-- Work to complete --
**A.** Echo the stretch of the design-panel text from "Dispatch ALL N" through "reviews, no commits.".
**B.** Collect every line in the records that contains the string "leaf".

BEGIN Text

Dispatch ALL N Agent calls in a single orchestrator message. They run in parallel. Do NOT call them sequentially — that defeats the parallel design.

For each persona, the Agent call has:

  • subagent_type: "general-purpose"
  • model: "sonnet" (taste + judgment for review work; haiku is too thin for this)
  • description: "design-panel review: <persona_id>"
  • prompt: the four-part prompt above
  • No isolation flag — these are read-only reviews, no commits.

Subagent prompt template

You are the {persona.name} from /design-panel. Read your full role/rubric below, then review the live app via the evidence pack at the path provided.

## Your role and rubric (verbatim from persona file)

{full content of <base-dir>/personas/<persona_id>.md}

## Evidence pack

Path: ~/.gstack/sessions/{SESSION_ID}/design-panel/evidence/

Start by reading manifest.json to see what was captured. Then inspect screenshots and computed.json relevant to your lens. Do NOT navigate the live URL — you review only what's in the evidence pack.

## Required output

Return findings as a JSON object matching this exact schema:

{
  "persona_id": "{persona_id}",
  "findings": [
    {
      "id": "string (must start with '{persona_id}-' followed by a 3-digit number, e.g. '{persona_id}-001')",
      "title": "string (one-line label, <80 chars)",
      "severity": "critical | high | medium",
      "evidence": ["string (path relative to evidence/, e.g. 'screenshots/home_desktop.png')"],
      "where": "string (component, section, or selector)",
      "why_from_my_lens": "string (one sentence from YOUR lens, not generic)",
      "suggested_fix": "string (concrete proposed change)",
      "file_hint": "string (likely source path, optional — leave as empty string if unknown)"

END Text
BEGIN Available data

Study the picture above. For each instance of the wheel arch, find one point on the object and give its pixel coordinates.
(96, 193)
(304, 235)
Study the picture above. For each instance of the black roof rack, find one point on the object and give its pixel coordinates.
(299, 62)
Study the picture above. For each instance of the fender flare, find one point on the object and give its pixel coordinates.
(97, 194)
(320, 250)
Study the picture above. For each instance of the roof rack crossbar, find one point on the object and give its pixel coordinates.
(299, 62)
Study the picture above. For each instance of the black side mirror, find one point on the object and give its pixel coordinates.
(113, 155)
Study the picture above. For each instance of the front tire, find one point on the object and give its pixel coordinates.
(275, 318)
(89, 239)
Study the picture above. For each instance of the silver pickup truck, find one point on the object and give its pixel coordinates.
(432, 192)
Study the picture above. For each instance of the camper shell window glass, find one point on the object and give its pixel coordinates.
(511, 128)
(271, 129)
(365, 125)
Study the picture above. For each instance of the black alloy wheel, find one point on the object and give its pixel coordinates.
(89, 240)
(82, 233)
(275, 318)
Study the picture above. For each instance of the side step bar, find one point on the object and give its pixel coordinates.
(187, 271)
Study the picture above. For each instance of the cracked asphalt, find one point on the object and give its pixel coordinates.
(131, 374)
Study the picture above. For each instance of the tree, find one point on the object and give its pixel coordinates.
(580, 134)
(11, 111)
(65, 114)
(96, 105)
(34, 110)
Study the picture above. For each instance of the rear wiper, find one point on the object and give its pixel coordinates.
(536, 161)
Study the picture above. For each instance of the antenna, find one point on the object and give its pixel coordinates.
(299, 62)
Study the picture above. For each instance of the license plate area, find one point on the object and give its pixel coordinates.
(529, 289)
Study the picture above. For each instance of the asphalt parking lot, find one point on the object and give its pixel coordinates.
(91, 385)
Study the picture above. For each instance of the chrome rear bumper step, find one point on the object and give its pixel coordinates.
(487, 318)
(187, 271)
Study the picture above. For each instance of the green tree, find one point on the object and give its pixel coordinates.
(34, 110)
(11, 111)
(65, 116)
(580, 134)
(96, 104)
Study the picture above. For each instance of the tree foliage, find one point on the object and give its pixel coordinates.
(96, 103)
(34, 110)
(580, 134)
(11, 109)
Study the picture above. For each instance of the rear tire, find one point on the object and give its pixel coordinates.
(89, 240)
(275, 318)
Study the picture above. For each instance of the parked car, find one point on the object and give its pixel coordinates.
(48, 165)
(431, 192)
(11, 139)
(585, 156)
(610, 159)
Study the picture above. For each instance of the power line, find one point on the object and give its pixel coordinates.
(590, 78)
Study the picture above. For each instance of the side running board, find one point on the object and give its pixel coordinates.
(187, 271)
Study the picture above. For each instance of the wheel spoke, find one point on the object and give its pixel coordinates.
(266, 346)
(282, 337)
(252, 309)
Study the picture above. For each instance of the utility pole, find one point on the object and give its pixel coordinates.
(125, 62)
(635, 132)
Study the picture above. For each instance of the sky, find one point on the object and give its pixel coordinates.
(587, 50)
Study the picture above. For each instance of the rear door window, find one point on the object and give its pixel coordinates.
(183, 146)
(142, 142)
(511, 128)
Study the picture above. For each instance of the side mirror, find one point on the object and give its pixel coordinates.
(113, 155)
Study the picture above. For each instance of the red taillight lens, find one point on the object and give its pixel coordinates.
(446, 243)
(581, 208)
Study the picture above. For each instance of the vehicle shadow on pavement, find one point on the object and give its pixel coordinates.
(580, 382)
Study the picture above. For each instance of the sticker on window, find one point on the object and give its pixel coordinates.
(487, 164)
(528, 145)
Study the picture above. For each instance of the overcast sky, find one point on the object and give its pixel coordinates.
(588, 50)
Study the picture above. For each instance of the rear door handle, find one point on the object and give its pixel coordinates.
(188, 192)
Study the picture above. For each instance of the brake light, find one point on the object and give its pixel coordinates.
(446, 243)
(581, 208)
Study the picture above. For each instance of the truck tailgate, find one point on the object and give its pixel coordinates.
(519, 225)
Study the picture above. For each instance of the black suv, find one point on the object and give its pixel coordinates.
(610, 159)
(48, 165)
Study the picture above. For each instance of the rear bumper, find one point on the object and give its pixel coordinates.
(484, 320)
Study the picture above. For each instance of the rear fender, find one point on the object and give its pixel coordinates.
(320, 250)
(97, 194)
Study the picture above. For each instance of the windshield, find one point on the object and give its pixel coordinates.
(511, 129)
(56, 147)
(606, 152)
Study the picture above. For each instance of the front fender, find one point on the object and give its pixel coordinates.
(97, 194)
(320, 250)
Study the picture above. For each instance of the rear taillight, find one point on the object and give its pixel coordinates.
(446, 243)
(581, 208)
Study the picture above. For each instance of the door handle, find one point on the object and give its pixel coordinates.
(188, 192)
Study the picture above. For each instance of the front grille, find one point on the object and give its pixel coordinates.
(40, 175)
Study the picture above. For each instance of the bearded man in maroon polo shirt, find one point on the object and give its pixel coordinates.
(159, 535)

END Available data
BEGIN Available data

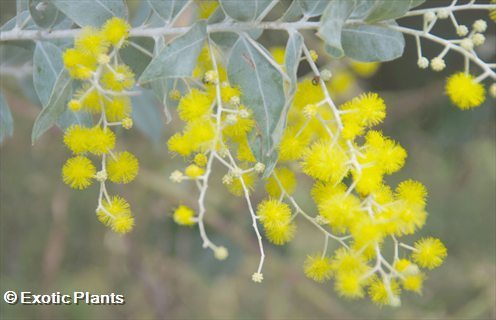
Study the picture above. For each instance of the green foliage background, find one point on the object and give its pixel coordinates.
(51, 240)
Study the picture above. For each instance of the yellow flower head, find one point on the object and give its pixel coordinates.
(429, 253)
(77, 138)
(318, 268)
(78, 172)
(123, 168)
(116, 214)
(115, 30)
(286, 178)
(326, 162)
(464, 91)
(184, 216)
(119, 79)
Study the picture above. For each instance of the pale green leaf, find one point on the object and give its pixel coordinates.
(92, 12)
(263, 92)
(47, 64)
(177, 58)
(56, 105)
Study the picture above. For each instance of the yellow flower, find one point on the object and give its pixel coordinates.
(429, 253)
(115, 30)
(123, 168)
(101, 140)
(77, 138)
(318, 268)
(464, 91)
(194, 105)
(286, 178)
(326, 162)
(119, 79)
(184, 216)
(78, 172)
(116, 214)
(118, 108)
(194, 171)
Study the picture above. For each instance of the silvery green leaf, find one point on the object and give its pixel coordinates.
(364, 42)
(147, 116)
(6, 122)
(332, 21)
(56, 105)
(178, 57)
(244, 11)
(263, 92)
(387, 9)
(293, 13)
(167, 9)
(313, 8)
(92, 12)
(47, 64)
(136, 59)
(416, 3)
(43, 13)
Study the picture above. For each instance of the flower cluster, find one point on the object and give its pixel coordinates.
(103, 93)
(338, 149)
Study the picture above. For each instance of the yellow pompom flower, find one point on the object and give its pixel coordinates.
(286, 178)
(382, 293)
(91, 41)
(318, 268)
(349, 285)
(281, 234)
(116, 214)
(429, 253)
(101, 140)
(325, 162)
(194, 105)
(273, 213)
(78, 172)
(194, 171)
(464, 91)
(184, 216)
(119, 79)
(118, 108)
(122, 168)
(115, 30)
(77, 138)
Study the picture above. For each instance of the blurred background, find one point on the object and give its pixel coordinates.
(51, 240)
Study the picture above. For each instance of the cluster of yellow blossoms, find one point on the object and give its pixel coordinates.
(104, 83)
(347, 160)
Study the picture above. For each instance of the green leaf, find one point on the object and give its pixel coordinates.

END Available data

-- Responses in order --
**A.**
Dispatch ALL N Agent calls in a single orchestrator message. They run in parallel. Do NOT call them sequentially — that defeats the parallel design.

For each persona, the Agent call has:

  • subagent_type: "general-purpose"
  • model: "sonnet" (taste + judgment for review work; haiku is too thin for this)
  • description: "design-panel review: <persona_id>"
  • prompt: the four-part prompt above
  • No isolation flag — these are read-only reviews, no commits.

**B.**
Study the picture above. For each instance of the pale green leaf, find one point on the object and give its pixel coordinates.
Study the picture above. For each instance of the silvery green leaf, find one point on the object and give its pixel coordinates.
Study the picture above. For each instance of the green leaf, find one point on the object and give its pixel coordinates.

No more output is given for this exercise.